(Object location annotation data)

● ● ● ● ●

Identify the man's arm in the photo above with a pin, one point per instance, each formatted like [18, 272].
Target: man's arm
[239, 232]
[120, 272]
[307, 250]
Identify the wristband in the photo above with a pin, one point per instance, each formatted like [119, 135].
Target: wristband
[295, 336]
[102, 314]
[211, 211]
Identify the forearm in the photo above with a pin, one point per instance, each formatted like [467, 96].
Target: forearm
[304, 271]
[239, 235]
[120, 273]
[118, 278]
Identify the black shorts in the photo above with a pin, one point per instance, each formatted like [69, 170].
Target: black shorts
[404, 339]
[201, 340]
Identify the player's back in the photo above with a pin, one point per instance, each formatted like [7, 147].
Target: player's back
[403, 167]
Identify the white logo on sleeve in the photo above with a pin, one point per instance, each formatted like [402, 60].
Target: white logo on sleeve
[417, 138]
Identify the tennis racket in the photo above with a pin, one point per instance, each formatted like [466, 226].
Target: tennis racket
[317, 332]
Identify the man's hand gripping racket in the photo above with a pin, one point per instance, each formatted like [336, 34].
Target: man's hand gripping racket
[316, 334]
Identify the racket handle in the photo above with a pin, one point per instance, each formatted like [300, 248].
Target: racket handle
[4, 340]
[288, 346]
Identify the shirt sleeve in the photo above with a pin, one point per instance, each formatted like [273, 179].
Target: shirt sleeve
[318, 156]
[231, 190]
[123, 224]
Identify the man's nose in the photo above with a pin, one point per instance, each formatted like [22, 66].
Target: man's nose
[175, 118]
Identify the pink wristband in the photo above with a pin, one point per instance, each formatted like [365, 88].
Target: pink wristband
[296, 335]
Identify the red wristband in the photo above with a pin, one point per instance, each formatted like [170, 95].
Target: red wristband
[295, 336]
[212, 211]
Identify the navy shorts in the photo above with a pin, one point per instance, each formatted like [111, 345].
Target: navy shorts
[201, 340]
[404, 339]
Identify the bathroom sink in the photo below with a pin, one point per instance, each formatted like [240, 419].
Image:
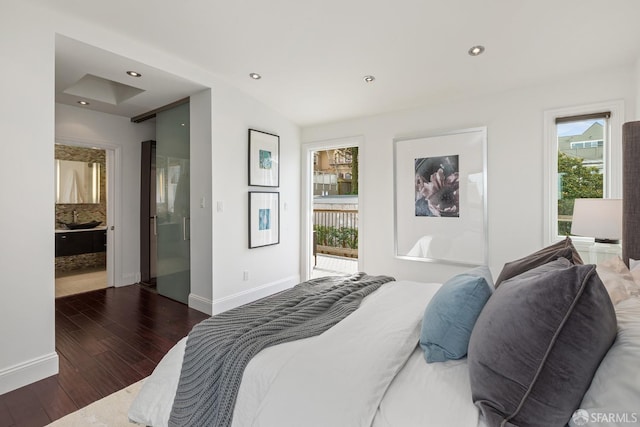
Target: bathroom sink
[81, 225]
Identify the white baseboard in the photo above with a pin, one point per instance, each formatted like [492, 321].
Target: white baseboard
[203, 305]
[235, 300]
[28, 372]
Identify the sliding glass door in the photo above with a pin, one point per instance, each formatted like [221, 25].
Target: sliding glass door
[172, 203]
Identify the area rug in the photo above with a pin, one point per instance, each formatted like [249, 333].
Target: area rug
[110, 411]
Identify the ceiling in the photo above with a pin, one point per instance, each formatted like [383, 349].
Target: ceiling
[313, 54]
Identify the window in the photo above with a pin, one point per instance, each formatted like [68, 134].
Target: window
[581, 144]
[584, 158]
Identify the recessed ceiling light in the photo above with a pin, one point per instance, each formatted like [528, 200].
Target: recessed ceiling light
[476, 50]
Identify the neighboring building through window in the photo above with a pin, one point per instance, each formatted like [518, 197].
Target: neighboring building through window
[583, 151]
[581, 143]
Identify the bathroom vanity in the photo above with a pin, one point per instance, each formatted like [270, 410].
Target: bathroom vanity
[76, 242]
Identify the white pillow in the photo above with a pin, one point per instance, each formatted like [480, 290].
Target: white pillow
[614, 395]
[152, 406]
[617, 278]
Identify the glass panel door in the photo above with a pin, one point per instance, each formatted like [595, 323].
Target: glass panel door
[172, 203]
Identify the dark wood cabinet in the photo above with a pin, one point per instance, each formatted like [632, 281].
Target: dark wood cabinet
[81, 242]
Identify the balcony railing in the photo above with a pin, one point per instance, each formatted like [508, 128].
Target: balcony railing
[336, 232]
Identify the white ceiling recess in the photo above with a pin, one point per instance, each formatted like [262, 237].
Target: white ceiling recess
[313, 55]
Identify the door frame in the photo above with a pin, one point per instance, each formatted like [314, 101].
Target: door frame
[114, 194]
[306, 220]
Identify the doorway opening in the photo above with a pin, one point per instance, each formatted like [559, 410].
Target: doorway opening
[331, 238]
[83, 257]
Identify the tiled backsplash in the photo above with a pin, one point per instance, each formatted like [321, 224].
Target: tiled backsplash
[86, 212]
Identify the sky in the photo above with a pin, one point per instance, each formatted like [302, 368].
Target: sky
[576, 128]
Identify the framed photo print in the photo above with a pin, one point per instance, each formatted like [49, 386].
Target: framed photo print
[264, 159]
[441, 197]
[264, 218]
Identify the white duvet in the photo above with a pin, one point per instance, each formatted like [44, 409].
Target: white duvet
[365, 371]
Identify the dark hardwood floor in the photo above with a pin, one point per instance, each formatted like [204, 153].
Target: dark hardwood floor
[106, 340]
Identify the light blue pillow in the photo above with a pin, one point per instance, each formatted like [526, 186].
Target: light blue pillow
[451, 314]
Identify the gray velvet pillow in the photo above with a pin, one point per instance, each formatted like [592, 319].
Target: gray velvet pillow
[562, 249]
[537, 344]
[542, 269]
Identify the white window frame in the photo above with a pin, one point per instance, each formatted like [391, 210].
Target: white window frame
[612, 162]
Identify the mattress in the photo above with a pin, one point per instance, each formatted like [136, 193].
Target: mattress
[368, 370]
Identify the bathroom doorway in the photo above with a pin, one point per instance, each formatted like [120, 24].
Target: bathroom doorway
[83, 218]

● ● ● ● ●

**Written instruction:** Reproduce each entry precisely. Leave the pictures out.

**Complete answer:**
Identify the man's arm in the photo above with a pin, one point per instance, each formatted like [18, 272].
Target: man's arm
[239, 232]
[120, 272]
[307, 250]
Identify the wristband in the photo above with a pin, one point per instance, each formatted like [119, 135].
Target: wristband
[295, 336]
[102, 314]
[211, 211]
Identify the forearm in the photo above with a pin, one point per instance, each formatted like [467, 96].
Target: forearm
[304, 271]
[239, 235]
[120, 273]
[118, 278]
Identify the black shorts in the photo above with a pin, one point per instance, each formatted like [69, 170].
Target: black shorts
[404, 339]
[201, 340]
Identify the player's back in the photo above with a pin, one point per instance, each formatted like [7, 147].
Target: player's back
[403, 167]
Identify the white logo on sleeve in the photo above with a pin, one point per instance, each formatted like [402, 60].
Target: white logo on sleeve
[417, 138]
Identify the tennis racket in the photo above with a pin, one point per instance, each formatted like [466, 226].
Target: tennis racket
[317, 332]
Identify the man's hand gripping racket in the photo above with a pin, one point per instance, each formatted like [336, 34].
Target: man's hand gripping racket
[316, 334]
Identify the racket handle in the photo above with a pin, one point per instance, each formatted like [300, 248].
Target: racket handle
[4, 340]
[288, 346]
Identify the shirt sleeve in the photo above with a pin, one point per instance, each formatted like [273, 179].
Target: shirt sleeve
[318, 156]
[231, 190]
[123, 224]
Identify the man's nose in the photo above with a pin, one point per instance, each formatted like [22, 66].
Target: man's nose
[175, 118]
Identify the pink wristband in the photo above with a pin, one point per instance, each formatted like [365, 88].
Target: pink wristband
[296, 335]
Identify the red wristband in the photo above with a pin, one point per instance, each formatted like [170, 95].
Target: red wristband
[295, 336]
[212, 211]
Identify the navy shorts in the photo above with a pin, one point per instance, each formatted like [111, 345].
Target: navy shorts
[201, 340]
[404, 339]
Identify the bathroom sink in the photo below with a pin, one point per instance, each formatted like [240, 419].
Image:
Target: bathroom sink
[81, 225]
Identify the white baseboard in the photo above with a pin, one point per instance, each formatted like [492, 321].
Target: white baseboard
[203, 305]
[235, 300]
[28, 372]
Identify the sliding glass door in the photo above with a pin, one point per instance, each formatted like [221, 25].
Target: sliding glass door
[172, 203]
Identify the area rug in the photo above with a pin, one point per instance, each formatted like [249, 333].
Target: area rug
[110, 411]
Identify the ceiling in the photo above with a pin, one point per instance, each formatted like [383, 349].
Target: ceiling
[313, 54]
Identify the window in the photo above with a pin, one point per instance, each formatted like [68, 134].
Target: window
[581, 144]
[584, 158]
Identify the recessed ceiling light in the photo above with a pin, one point per instance, each formatted like [528, 200].
Target: recessed ceiling light
[476, 50]
Identify the neighboring building through window in the photo above with a pin, one point per instance, each formatted like [518, 197].
Target: neighboring building through window
[583, 151]
[581, 143]
Identify the bathroom vanity in the photo above with a pin, one point per instance, each formatted like [270, 410].
Target: bathroom vanity
[76, 242]
Identify the white pillow in the photo above with a pin, one point per instance, each formatted like [480, 290].
Target: white pillow
[614, 395]
[152, 406]
[617, 278]
Identify the glass panel door in the photo above with a pin, one point per instance, each formatted like [595, 323].
Target: glass panel door
[172, 203]
Identify the dark wood cabinet in the photo above with a pin, one point per instance, each formatted like [632, 281].
Target: dark wood cabinet
[81, 242]
Identify the balcony railing in the photo above with a pin, one point per instance, each formatted like [508, 128].
Target: balcony railing
[336, 232]
Identify the white ceiling recess in the photo above with a pin, one point per instance, each formatted like [262, 237].
Target: white ceiling recess
[313, 55]
Identify the door frame in the photo above with a pin, one point per instance, each formatted like [314, 101].
Target: door frame
[114, 194]
[306, 220]
Identify the doorway opening in the photo above with a pin, one point per instance, each formatted like [559, 410].
Target: doorway opening
[331, 238]
[83, 257]
Identify the tiled backsplash in the photo above with a pin, one point per instance, each formatted like [321, 224].
Target: tiled backsplash
[86, 212]
Identify the sky in the photo above with a pin, one point per instance, each formatted like [302, 368].
Target: sky
[576, 128]
Identify the framed photo print in the photo above with a pin, one point per instance, each formatted like [49, 386].
Target: framed photo print
[264, 159]
[441, 197]
[264, 218]
Identify the white duvet in the photo above with a pin, one point per instance, each formatted like [44, 409].
Target: white duvet
[365, 371]
Identify the dark hardwood floor in the photo above with a pin, one point per instance, each formatted like [204, 153].
Target: dark hardwood floor
[106, 340]
Identify the light blue pillow in the photo above with a pin, one point per instance, each formatted like [526, 186].
Target: light blue pillow
[451, 314]
Identify the gray velvet pillow in the photo above with a pin, one point per instance, each formatted like [592, 319].
Target: gray velvet pillow
[562, 249]
[537, 344]
[542, 269]
Identify the white window frame in the photo above with a pin, one point per instance, each formatted like [391, 210].
Target: white window frame
[612, 162]
Identify the mattress in the photo above with a pin, one point per instance, each formatted like [136, 193].
Target: mattress
[368, 370]
Identify the bathroom doorway in the photo above with a pin, one point per instance, each formatted like [120, 24].
Target: bathroom doorway
[83, 218]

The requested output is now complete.